### REQUIREMENTS:
Pick out every row below that contains the word "concrete" and copy each one. Treat uppercase and lowercase as different.

### RECORDED DATA:
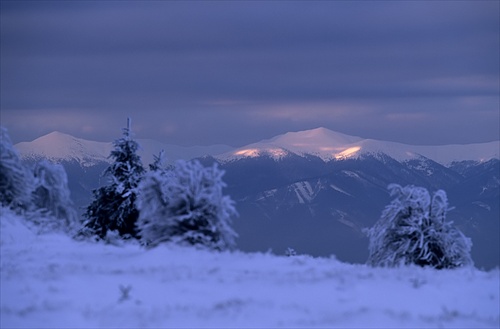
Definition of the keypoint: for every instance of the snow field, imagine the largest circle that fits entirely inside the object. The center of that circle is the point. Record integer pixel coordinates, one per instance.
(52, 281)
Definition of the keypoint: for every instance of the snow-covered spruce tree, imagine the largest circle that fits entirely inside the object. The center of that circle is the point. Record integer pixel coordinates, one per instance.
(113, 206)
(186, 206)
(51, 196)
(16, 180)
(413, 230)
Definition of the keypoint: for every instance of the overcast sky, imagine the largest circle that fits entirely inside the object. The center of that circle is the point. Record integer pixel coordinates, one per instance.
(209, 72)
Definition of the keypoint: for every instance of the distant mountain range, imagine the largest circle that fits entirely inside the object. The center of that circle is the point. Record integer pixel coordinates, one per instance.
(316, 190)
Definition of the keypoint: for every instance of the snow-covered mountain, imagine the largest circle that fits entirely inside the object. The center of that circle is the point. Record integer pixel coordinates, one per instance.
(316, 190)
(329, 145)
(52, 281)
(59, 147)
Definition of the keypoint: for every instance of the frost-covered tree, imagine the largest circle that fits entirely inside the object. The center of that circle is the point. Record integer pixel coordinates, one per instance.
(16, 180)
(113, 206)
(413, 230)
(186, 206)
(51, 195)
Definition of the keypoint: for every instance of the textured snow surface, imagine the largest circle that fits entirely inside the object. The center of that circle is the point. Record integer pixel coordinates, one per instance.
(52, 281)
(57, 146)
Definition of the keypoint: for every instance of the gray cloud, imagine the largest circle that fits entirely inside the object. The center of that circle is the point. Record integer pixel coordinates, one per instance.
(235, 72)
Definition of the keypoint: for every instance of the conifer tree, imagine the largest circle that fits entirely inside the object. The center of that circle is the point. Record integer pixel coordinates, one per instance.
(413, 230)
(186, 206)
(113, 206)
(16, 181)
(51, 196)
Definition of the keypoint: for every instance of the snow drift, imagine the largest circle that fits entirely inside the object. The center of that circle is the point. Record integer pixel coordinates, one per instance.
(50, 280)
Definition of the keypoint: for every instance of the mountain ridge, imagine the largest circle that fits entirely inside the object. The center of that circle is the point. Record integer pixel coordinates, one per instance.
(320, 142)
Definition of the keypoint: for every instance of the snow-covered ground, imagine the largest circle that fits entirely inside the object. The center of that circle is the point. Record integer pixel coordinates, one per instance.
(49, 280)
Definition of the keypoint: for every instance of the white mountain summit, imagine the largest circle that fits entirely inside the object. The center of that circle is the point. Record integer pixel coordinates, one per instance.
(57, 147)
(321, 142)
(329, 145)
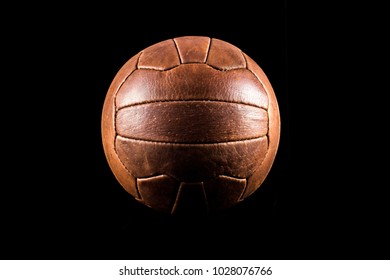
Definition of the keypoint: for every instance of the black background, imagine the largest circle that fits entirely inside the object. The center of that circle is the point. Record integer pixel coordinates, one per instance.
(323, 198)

...

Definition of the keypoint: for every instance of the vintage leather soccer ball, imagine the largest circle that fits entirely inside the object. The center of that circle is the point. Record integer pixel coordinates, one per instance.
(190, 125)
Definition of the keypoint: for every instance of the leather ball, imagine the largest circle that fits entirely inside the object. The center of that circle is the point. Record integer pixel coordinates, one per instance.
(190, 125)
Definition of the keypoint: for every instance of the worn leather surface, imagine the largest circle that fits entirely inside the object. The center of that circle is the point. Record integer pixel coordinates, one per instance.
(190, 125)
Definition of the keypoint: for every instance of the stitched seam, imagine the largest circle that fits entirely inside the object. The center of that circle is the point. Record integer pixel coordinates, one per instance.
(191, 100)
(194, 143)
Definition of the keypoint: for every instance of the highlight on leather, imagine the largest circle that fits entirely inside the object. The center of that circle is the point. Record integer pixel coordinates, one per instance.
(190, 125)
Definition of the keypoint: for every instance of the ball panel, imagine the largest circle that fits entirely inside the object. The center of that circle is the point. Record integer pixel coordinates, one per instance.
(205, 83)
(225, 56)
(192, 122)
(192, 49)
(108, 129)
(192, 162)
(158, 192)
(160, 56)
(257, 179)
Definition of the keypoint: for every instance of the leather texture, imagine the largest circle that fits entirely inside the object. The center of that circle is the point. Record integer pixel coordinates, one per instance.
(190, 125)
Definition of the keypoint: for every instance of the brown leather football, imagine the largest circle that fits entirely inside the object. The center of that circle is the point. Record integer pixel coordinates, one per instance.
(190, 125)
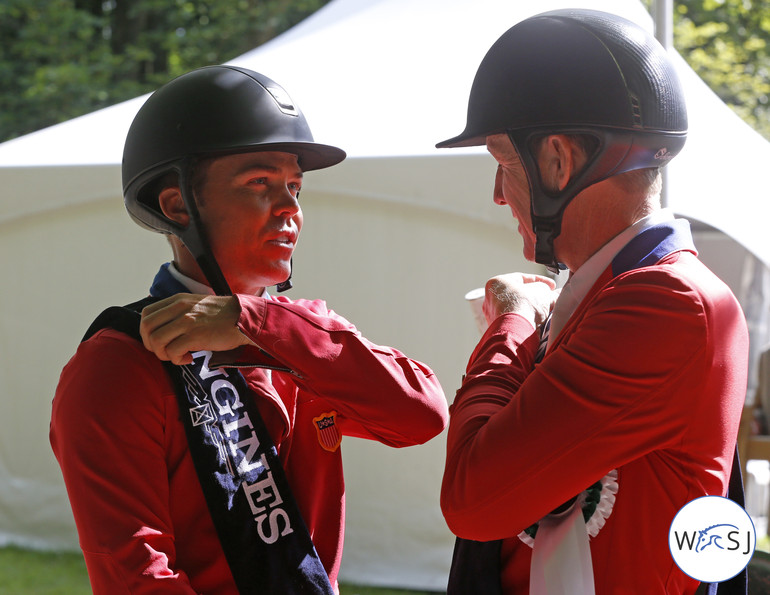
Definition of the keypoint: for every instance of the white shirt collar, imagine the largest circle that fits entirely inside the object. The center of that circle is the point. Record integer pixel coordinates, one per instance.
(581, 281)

--

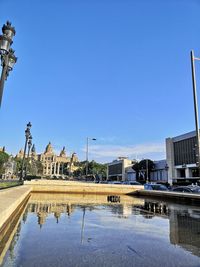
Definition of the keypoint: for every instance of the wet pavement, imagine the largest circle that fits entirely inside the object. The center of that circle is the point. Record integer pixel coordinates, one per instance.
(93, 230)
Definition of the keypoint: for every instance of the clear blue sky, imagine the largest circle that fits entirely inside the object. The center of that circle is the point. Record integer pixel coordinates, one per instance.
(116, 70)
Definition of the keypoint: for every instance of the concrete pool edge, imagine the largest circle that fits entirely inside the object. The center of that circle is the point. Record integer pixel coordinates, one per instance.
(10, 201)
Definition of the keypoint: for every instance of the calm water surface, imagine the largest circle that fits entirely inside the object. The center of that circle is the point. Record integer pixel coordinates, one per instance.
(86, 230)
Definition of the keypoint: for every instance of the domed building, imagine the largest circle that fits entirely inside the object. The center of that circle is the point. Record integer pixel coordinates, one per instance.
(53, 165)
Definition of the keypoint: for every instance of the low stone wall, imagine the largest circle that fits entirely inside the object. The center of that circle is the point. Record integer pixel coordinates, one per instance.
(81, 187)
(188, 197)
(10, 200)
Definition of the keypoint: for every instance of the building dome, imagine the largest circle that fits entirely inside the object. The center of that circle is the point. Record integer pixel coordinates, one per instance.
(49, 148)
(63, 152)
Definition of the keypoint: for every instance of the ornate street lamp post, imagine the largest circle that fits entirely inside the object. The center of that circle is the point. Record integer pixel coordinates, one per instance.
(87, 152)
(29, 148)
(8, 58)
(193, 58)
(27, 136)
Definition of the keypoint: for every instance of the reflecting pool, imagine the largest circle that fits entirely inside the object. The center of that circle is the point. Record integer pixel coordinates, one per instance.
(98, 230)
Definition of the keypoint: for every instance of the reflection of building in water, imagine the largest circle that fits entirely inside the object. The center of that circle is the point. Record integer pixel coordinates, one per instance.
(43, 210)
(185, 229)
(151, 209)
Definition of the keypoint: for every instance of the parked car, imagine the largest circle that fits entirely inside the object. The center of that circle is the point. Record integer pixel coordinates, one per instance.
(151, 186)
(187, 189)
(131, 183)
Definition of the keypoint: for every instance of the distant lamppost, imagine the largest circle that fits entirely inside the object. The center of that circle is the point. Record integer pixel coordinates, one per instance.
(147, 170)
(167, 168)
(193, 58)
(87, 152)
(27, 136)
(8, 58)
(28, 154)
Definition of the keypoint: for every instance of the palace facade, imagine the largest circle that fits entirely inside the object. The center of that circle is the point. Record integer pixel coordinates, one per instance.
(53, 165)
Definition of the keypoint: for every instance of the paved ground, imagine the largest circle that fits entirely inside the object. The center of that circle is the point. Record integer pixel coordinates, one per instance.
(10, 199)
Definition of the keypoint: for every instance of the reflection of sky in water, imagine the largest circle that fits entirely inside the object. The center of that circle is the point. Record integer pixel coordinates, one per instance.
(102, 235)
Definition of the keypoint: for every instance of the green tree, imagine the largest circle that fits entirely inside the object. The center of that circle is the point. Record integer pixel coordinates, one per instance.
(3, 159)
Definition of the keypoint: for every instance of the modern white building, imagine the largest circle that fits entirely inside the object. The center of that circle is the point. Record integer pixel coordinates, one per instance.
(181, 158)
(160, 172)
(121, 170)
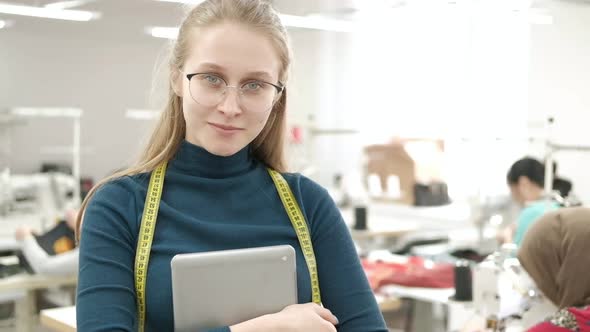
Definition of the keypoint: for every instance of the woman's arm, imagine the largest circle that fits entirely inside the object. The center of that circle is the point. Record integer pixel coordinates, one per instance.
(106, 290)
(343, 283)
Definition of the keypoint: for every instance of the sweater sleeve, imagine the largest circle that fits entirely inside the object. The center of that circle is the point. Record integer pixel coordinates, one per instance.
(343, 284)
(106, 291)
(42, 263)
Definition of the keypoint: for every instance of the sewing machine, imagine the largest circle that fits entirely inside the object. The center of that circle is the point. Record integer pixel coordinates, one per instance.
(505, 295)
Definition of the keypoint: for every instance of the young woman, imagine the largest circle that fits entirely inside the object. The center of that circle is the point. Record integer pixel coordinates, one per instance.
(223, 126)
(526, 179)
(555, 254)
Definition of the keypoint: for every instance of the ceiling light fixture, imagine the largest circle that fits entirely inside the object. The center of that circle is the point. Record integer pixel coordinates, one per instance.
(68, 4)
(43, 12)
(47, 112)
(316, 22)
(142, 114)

### EXERCISE RESULT:
Definition of the keypoint: for every instance of the concrete pool edge, imagine the largest circle that fits entirely inside the object. The center of that circle is the point. Record integer pixel coordinates, one per instance.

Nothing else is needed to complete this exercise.